Task requirements
Copy the items below, starting at the line with "on the large" and continuing through the final line of the items, both ends included. Keep the request lines and their sample coordinates unchanged, and reduce every x and y coordinate in the answer points by 62.

** Start Working data **

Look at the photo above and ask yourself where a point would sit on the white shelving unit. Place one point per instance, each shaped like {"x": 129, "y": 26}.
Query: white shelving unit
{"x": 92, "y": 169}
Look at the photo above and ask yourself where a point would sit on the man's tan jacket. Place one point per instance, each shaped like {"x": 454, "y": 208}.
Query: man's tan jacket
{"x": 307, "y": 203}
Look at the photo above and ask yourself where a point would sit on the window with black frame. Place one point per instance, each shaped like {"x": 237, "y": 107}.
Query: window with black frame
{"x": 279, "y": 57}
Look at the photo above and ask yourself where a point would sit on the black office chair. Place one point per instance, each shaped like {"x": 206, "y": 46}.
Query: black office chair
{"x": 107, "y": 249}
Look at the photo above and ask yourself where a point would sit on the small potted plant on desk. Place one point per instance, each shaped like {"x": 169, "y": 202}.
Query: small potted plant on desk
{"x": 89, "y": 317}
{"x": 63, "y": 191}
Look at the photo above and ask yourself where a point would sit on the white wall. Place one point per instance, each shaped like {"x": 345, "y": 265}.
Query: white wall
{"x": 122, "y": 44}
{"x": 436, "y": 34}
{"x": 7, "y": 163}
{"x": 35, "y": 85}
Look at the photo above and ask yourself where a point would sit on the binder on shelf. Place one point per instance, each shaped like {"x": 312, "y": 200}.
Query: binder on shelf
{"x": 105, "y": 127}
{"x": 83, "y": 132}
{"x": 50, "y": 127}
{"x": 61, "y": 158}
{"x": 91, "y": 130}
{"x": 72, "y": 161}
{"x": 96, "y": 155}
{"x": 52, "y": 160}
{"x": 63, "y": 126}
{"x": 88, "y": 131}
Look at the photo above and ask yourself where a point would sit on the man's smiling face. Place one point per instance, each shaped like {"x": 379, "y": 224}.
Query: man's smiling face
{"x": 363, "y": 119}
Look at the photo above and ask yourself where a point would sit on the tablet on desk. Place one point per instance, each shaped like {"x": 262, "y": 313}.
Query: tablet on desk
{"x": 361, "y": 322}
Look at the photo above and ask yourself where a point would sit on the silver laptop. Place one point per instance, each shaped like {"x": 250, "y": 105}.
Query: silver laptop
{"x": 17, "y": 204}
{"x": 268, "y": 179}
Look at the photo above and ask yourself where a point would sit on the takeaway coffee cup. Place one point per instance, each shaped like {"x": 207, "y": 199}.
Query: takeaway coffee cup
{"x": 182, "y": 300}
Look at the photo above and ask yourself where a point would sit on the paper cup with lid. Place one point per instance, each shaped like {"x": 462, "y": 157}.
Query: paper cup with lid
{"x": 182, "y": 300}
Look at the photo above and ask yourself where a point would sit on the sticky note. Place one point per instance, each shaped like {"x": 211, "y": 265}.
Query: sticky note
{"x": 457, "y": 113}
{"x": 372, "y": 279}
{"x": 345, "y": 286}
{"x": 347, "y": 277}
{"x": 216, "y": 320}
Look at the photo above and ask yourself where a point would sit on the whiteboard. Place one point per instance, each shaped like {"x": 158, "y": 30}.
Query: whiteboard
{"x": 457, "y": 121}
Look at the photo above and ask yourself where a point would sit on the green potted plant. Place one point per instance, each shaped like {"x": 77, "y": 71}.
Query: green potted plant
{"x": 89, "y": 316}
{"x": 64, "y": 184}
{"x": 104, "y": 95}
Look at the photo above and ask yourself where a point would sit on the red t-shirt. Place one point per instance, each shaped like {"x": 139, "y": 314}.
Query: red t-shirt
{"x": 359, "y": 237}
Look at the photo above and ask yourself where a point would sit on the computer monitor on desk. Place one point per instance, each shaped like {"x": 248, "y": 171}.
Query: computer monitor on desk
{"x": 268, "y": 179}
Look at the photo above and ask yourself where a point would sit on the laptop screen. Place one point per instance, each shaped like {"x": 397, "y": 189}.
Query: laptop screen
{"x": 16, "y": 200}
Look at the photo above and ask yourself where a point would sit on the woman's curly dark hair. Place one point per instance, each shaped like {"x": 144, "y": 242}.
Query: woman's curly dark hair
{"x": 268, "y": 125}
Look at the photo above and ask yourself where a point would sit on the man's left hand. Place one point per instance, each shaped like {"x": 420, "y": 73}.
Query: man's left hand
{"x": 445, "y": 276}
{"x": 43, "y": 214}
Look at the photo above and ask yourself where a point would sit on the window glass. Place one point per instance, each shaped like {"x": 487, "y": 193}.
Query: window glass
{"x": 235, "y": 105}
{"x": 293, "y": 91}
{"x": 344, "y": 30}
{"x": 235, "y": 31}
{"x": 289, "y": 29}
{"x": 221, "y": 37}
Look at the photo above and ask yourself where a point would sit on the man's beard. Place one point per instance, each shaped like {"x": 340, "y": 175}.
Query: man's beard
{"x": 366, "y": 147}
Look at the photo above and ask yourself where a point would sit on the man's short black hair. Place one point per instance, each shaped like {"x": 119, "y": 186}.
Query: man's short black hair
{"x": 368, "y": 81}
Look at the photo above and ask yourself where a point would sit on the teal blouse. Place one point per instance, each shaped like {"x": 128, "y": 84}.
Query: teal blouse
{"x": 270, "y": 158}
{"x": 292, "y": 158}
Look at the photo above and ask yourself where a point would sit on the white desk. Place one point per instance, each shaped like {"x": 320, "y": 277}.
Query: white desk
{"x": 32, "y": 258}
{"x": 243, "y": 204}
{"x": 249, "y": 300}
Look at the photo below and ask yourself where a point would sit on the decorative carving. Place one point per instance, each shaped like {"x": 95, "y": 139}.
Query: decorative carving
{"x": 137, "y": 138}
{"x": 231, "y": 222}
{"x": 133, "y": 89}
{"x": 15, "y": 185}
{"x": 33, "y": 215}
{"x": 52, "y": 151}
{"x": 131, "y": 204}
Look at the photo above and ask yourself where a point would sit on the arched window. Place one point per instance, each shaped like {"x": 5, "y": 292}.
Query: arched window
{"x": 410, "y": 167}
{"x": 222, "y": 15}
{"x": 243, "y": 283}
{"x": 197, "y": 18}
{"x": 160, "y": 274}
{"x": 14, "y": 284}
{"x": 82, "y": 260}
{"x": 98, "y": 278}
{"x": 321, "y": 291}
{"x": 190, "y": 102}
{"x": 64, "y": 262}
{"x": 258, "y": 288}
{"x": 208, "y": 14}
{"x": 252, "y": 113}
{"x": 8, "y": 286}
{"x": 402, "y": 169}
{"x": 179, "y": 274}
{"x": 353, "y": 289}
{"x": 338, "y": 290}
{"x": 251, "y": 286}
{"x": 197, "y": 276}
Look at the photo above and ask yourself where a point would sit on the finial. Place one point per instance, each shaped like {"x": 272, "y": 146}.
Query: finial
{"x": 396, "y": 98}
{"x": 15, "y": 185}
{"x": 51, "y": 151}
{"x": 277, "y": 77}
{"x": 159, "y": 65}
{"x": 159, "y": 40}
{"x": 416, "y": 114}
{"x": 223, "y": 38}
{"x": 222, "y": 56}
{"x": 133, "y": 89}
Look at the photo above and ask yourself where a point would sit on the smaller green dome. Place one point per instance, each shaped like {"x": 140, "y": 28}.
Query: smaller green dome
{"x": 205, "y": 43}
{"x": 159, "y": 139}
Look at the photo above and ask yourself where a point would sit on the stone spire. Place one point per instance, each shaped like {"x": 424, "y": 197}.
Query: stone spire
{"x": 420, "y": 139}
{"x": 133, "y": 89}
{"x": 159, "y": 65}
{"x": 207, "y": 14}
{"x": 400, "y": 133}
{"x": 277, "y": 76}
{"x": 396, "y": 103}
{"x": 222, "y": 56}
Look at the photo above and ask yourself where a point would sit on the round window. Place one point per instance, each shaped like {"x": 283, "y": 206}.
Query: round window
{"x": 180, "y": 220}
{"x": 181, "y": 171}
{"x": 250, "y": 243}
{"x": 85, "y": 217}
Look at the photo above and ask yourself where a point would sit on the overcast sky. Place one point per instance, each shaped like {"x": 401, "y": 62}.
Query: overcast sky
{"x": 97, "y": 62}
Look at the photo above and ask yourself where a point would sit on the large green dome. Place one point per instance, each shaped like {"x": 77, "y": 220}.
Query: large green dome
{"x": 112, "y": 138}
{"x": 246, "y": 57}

** End Working data **

Full response
Look at the photo above and ask yourself where a point would sit on the large green dome. Place one point per instance, each shaped like {"x": 77, "y": 220}.
Query: large green dome
{"x": 50, "y": 76}
{"x": 184, "y": -5}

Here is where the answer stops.